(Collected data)
-- Opening Marker --
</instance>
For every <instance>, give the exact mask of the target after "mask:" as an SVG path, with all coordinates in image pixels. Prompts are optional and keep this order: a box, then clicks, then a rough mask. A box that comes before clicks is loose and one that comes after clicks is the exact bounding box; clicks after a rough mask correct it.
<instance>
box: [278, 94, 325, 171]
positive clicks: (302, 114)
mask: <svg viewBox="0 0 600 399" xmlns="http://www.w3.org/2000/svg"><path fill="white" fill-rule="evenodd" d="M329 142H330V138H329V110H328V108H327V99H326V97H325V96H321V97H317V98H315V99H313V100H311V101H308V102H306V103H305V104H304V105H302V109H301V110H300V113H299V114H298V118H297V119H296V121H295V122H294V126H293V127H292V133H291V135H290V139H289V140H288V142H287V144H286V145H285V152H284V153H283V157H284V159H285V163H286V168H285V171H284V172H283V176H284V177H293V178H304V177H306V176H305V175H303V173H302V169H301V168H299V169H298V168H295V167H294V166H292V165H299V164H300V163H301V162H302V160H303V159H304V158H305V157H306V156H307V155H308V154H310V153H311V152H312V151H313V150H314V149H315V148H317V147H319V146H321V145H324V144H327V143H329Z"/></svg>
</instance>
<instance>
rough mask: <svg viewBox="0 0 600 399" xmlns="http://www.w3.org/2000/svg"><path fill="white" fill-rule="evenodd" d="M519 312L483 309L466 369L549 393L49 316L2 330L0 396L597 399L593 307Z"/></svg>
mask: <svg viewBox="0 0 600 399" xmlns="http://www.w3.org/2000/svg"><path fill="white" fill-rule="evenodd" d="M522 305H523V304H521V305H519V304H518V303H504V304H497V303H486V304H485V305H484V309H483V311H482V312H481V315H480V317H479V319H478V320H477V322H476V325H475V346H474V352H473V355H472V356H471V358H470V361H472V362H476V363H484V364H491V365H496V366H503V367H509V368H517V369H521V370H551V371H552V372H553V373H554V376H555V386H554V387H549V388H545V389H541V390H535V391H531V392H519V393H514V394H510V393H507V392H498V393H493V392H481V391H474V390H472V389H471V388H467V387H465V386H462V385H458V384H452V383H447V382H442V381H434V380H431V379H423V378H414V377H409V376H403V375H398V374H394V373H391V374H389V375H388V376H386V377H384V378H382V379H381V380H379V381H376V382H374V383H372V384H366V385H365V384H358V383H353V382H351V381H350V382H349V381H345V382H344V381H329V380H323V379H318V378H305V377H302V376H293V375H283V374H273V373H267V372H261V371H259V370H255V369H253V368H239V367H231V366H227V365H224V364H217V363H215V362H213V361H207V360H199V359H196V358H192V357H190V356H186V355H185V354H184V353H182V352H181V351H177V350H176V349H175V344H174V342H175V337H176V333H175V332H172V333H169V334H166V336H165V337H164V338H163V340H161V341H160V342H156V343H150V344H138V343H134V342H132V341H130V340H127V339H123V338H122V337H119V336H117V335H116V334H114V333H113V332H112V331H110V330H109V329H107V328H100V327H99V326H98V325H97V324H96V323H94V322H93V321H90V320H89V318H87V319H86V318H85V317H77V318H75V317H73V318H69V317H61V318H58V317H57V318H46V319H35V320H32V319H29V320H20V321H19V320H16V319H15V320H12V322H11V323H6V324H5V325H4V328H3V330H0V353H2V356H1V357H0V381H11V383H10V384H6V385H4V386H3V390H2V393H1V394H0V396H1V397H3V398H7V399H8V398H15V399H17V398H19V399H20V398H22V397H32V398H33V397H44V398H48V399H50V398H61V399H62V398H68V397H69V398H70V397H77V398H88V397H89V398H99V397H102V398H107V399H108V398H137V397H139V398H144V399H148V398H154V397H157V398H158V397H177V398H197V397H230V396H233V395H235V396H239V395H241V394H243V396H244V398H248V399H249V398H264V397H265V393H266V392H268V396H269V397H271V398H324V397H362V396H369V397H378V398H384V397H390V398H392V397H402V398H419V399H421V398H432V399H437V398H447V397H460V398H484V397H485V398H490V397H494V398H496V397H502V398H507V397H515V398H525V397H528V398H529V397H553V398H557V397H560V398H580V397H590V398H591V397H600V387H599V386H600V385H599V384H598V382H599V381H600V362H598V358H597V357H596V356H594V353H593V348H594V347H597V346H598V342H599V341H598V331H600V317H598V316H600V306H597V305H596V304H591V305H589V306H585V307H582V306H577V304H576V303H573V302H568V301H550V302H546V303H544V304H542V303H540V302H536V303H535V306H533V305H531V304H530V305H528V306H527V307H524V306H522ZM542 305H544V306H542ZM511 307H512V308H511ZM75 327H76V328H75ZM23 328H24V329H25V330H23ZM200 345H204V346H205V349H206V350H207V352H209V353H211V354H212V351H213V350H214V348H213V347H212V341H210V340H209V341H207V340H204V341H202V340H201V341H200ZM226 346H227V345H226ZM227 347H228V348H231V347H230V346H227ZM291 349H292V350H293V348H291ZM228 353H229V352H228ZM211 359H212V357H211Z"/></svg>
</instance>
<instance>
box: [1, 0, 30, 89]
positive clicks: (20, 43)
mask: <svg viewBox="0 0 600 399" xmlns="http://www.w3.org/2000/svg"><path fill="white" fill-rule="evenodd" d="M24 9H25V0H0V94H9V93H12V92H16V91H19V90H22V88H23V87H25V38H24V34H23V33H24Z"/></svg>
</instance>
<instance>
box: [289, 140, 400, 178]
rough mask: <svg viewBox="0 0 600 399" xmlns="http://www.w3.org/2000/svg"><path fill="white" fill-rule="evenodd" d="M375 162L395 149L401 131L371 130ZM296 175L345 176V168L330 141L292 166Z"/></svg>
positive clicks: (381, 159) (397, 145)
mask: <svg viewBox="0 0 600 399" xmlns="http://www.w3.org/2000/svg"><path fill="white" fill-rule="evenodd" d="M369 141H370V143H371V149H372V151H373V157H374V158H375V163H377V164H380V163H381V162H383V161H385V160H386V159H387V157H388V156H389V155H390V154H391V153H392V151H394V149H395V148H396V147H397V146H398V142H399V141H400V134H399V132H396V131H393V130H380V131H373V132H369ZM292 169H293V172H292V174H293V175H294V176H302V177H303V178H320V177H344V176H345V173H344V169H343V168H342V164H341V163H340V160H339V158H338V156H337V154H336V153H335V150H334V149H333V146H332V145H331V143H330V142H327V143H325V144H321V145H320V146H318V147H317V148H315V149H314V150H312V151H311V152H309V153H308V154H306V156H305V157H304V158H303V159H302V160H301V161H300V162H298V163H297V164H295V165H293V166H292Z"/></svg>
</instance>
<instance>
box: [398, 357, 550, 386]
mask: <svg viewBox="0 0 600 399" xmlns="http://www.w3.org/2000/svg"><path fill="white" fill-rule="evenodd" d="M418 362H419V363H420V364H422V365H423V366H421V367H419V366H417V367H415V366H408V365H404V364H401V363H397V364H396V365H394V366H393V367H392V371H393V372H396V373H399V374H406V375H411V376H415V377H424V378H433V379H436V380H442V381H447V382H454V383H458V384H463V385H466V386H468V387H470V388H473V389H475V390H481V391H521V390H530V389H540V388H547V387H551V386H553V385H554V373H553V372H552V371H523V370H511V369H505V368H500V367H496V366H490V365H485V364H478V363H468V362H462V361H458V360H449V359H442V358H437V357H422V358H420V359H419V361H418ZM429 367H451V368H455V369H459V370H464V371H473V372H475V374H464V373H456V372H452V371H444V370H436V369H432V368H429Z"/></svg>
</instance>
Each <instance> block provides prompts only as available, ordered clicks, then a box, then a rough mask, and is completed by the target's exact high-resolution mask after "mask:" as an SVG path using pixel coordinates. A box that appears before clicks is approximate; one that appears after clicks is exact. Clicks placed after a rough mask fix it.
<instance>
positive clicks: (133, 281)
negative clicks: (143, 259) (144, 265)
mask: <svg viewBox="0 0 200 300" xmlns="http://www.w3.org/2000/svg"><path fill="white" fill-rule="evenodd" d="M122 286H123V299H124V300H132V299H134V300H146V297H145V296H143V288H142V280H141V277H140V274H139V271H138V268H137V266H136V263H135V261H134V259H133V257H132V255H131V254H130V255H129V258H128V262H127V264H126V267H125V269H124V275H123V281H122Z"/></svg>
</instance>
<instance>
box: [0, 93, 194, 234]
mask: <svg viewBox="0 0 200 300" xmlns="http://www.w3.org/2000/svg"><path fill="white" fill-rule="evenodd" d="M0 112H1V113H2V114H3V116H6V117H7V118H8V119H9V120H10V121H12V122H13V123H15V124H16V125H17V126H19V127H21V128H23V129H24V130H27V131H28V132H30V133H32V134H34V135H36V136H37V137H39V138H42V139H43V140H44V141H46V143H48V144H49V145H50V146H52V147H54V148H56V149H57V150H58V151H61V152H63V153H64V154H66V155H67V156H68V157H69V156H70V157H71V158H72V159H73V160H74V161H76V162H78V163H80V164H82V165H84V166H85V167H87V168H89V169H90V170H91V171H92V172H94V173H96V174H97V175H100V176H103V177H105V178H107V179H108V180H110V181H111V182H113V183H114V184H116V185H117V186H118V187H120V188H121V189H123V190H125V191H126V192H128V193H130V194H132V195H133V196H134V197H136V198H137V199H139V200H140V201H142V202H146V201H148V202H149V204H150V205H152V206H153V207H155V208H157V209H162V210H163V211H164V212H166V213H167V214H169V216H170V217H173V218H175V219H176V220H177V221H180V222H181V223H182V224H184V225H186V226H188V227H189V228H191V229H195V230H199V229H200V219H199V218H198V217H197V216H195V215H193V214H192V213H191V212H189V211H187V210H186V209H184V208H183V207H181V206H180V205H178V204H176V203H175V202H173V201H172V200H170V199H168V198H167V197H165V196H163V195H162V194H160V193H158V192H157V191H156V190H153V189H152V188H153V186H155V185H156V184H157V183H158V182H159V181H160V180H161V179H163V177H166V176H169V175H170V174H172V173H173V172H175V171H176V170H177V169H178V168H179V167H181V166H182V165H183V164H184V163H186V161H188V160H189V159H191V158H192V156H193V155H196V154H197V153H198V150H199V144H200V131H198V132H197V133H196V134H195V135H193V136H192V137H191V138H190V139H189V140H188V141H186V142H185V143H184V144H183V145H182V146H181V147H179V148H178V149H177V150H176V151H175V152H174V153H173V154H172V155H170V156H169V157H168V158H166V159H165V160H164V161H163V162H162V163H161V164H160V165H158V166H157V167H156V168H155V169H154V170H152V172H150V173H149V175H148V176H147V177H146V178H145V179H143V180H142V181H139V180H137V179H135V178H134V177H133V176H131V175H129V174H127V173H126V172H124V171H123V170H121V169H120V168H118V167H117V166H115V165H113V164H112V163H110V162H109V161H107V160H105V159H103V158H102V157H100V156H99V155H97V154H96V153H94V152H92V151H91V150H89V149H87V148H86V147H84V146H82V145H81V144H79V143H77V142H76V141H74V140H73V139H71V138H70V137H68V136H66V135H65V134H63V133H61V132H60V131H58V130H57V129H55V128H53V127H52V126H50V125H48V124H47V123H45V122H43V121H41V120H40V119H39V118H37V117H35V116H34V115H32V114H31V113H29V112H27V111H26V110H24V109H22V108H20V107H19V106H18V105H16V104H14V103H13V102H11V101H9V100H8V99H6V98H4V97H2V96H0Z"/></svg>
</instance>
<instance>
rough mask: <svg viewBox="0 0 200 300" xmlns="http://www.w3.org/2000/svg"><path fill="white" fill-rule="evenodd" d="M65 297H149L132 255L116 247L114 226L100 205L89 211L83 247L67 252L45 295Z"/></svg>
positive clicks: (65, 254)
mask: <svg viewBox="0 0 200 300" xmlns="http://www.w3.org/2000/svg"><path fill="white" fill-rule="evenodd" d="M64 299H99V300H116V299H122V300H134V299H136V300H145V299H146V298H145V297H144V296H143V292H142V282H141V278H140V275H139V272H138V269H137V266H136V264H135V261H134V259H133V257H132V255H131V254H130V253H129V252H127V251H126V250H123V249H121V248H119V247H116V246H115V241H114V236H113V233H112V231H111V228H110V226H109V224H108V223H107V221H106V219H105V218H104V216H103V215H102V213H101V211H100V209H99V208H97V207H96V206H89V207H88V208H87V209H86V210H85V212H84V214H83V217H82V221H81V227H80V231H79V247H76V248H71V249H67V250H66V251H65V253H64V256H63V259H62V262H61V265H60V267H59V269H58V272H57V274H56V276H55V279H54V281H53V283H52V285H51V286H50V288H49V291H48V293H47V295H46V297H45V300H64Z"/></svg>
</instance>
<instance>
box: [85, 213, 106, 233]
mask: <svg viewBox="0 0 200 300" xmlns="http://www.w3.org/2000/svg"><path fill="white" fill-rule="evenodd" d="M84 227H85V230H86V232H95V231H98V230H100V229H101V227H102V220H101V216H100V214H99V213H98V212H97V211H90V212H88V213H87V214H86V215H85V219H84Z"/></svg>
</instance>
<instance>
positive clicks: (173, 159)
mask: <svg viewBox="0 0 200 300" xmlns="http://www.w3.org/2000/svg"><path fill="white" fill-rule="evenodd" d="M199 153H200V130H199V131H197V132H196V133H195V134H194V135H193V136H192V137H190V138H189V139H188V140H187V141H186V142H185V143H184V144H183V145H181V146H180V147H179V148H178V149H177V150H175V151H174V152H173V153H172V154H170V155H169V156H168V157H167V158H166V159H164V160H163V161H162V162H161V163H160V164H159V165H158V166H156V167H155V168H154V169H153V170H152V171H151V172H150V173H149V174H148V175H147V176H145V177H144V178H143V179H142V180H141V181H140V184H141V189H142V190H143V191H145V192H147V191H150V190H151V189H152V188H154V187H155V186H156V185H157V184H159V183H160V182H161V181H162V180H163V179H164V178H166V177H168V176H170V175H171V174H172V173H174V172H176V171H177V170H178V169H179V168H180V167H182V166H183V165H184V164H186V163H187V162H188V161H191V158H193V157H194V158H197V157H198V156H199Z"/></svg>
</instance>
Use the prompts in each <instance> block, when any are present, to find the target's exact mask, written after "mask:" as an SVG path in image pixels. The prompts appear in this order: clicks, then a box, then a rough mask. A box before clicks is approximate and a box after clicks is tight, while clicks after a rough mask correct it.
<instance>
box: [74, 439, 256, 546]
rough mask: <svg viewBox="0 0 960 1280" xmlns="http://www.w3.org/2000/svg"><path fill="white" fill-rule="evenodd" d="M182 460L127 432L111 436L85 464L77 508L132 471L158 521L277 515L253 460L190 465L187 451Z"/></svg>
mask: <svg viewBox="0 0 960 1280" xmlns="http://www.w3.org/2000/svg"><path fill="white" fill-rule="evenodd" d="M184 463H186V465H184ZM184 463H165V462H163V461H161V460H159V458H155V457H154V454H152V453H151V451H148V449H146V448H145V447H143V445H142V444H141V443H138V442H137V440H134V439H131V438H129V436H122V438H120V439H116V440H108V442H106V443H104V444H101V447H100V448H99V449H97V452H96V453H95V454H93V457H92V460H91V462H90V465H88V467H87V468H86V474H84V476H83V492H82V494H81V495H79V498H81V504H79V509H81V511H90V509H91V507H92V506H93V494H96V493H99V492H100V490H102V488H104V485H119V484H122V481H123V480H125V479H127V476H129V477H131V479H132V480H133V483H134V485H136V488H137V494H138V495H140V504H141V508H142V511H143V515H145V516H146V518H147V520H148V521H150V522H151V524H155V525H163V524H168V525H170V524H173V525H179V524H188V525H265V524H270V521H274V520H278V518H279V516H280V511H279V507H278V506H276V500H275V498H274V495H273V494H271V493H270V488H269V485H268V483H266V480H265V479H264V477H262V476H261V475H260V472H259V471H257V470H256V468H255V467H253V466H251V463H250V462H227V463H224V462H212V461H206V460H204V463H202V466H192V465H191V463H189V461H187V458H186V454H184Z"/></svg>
-- Closing Marker --
▸ **YOUR TASK**
Exactly the lines from the start of the entries through the one bearing "box: [278, 94, 325, 171]" are to be output, with both ends included.

▸ **FINISHED EXERCISE**
</instance>
For every <instance>, give the exact mask of the target after "mask:" as an SVG path, with all coordinates in image pixels. Prompts are optional and keep this order: a box, then clicks, then a rough mask. A box that comes before clicks is loose and one that comes after clicks is the exact bounding box; clicks after a rough mask correct it.
<instance>
box: [278, 94, 325, 171]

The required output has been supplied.